Records for this exercise Start Marker

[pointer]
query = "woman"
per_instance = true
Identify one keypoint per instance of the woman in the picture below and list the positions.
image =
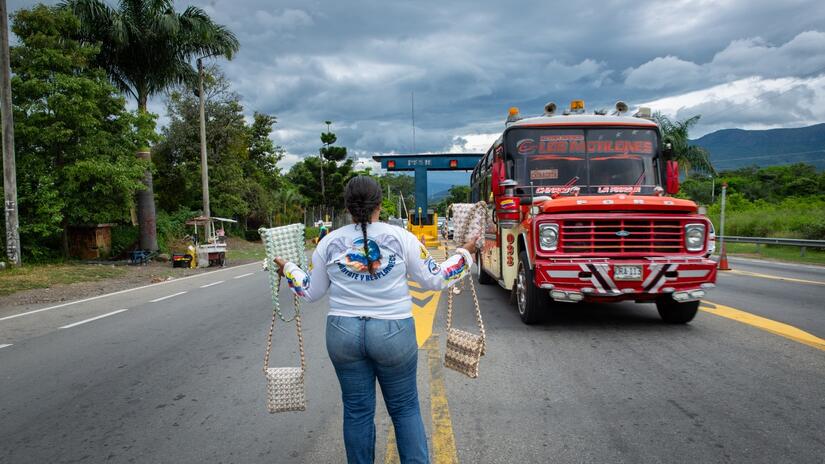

Records for this exercise End Marker

Task directions:
Copy each line of the entries that includes the word "woman".

Expected output:
query = "woman"
Identify one keypoint per instance of the woman in the picture below and list the positions.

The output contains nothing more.